**Objective**
Count the lines in the rows below that contain the string "face", treating case as significant, and reply with only the number.

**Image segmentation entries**
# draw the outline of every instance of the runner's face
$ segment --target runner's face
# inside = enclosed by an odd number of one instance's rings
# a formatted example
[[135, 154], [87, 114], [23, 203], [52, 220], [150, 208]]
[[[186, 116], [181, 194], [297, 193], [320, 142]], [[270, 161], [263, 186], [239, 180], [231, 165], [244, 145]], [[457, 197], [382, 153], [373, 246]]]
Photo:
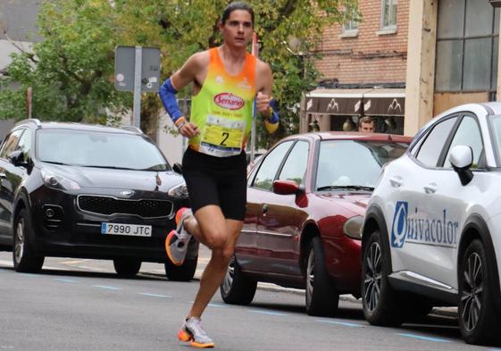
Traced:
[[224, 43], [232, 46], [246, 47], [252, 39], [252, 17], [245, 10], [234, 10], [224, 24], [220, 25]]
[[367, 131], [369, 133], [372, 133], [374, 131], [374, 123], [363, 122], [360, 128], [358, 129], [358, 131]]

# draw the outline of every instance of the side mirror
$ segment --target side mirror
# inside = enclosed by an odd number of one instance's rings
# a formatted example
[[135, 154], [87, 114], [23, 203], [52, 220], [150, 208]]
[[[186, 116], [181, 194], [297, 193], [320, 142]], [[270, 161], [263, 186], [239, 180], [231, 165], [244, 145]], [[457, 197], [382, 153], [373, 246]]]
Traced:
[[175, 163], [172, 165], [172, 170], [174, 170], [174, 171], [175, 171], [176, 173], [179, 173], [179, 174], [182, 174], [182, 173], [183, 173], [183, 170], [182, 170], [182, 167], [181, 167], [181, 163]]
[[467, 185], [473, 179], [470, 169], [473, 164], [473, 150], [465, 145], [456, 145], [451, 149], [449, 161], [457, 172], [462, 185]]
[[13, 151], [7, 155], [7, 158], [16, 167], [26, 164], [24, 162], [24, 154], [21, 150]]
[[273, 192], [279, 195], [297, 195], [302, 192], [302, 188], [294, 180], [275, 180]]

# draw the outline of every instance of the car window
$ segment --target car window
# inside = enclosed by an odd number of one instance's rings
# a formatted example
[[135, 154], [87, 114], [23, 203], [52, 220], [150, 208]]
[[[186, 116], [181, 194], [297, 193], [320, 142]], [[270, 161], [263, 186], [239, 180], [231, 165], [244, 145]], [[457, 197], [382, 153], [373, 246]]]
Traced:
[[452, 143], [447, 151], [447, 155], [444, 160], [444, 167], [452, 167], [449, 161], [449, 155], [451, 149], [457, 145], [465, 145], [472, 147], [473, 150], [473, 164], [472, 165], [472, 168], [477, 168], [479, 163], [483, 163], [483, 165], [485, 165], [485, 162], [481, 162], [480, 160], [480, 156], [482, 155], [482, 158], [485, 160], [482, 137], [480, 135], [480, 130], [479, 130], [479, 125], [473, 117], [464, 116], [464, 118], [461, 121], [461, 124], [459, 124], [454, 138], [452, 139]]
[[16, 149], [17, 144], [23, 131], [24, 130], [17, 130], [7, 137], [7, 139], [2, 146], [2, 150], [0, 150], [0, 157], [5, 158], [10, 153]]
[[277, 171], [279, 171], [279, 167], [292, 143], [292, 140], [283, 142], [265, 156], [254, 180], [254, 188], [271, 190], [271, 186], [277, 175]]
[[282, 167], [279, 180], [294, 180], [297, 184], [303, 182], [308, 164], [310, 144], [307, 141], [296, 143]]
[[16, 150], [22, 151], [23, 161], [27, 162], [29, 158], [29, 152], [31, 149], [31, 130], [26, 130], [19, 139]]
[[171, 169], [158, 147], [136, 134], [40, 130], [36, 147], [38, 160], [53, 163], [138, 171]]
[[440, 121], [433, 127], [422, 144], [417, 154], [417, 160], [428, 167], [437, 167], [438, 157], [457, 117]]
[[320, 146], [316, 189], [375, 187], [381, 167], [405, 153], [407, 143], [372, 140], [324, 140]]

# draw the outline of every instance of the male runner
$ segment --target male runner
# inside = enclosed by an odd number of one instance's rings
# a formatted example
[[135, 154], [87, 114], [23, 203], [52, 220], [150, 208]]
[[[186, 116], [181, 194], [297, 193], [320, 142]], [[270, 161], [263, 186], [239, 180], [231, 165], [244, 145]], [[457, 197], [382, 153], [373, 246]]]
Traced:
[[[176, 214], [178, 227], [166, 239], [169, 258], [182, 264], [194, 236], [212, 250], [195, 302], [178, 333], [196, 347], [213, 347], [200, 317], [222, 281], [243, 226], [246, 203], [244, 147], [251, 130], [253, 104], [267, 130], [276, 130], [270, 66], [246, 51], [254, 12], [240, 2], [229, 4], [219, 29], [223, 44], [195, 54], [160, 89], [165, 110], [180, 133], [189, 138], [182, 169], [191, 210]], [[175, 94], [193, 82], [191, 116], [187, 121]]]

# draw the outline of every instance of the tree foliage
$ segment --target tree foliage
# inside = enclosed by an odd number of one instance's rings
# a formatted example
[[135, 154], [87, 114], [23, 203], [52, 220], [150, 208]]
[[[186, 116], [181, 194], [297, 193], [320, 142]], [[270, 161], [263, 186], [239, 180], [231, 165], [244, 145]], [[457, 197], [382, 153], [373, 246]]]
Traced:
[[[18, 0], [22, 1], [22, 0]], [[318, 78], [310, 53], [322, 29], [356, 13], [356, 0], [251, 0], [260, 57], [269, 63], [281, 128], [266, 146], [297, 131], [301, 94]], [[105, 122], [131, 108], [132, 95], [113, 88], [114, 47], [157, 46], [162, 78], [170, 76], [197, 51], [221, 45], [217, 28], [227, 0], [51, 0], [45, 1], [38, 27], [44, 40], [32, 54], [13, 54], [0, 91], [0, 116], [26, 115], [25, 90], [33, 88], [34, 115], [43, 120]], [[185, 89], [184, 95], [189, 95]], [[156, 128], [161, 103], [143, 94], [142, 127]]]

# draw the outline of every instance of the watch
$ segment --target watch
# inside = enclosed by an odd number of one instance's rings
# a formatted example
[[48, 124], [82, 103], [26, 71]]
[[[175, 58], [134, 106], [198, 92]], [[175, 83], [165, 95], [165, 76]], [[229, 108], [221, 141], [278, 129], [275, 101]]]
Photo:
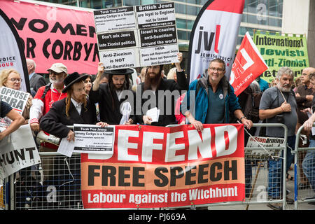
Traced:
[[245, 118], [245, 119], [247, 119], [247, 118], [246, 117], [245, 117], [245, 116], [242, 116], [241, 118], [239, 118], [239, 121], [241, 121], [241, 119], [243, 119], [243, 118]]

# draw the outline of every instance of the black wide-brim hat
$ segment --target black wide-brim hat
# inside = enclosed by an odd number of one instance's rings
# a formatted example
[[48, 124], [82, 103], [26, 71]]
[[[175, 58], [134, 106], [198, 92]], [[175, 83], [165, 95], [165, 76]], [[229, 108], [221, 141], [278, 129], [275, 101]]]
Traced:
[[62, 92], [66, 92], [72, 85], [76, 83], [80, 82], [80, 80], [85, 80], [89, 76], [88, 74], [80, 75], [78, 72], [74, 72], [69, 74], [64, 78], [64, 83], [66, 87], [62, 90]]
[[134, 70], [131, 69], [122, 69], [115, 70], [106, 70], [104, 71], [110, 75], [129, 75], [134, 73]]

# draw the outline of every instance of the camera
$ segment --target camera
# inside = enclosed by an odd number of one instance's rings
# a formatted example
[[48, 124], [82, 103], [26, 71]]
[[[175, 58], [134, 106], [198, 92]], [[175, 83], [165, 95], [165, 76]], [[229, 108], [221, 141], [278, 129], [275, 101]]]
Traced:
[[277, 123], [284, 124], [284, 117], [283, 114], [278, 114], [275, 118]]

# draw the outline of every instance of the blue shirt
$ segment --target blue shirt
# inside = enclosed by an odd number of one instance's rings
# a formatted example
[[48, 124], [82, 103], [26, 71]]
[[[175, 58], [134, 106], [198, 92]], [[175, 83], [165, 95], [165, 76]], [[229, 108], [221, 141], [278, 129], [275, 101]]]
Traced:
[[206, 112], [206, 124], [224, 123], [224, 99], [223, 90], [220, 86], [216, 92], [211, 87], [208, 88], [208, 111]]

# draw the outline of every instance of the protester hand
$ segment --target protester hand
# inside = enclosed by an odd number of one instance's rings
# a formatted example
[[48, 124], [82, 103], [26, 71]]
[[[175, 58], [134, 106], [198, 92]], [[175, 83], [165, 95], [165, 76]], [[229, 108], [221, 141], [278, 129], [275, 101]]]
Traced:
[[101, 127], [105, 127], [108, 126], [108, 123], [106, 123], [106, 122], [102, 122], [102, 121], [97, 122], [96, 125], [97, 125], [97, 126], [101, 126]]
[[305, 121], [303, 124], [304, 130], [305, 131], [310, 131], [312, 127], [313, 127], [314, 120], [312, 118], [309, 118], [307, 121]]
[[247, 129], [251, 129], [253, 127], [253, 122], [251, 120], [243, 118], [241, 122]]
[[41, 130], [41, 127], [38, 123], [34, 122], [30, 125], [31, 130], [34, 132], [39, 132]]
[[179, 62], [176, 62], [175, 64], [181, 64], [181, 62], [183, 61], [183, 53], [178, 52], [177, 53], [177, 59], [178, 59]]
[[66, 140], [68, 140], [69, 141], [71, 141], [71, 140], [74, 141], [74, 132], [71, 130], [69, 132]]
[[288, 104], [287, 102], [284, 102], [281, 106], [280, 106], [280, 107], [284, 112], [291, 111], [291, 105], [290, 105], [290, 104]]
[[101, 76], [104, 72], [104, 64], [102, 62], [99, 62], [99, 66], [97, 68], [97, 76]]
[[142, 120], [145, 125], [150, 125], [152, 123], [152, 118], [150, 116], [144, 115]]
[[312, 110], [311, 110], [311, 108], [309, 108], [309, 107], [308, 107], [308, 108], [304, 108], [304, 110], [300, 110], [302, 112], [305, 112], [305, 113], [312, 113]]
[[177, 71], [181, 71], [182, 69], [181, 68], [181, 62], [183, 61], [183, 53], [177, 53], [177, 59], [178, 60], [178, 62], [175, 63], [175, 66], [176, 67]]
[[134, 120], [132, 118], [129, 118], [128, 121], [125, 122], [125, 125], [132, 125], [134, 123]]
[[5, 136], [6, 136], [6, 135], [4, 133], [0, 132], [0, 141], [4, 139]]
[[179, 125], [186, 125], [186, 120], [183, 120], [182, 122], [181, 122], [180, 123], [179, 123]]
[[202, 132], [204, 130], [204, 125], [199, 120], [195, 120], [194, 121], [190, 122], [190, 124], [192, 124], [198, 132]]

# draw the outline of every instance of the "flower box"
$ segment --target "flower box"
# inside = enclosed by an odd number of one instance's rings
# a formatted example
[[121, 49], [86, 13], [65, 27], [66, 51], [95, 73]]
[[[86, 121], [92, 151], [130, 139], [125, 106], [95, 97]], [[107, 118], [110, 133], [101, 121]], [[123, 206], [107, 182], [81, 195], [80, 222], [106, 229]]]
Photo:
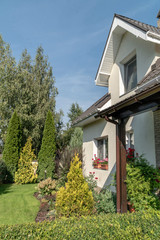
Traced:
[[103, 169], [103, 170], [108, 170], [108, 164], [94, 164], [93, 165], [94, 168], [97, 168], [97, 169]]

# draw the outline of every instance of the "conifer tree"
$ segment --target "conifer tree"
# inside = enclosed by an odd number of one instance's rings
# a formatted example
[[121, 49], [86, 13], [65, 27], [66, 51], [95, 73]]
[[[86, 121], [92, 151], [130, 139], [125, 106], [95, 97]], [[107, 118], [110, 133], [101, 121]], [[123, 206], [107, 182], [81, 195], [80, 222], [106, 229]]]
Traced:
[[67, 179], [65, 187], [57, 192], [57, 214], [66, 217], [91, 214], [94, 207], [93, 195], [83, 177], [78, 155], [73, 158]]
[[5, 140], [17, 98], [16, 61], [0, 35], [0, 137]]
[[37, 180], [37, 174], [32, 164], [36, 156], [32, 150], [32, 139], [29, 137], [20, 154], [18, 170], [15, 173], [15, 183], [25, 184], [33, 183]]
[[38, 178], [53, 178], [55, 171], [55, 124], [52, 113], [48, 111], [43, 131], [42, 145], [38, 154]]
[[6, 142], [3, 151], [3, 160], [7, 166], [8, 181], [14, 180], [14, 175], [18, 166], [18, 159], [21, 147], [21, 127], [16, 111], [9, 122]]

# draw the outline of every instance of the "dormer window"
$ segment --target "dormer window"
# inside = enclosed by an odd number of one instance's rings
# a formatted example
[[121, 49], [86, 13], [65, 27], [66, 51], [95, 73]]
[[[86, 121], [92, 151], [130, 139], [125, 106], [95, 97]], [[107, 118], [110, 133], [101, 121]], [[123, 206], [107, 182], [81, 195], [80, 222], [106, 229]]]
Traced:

**Output below**
2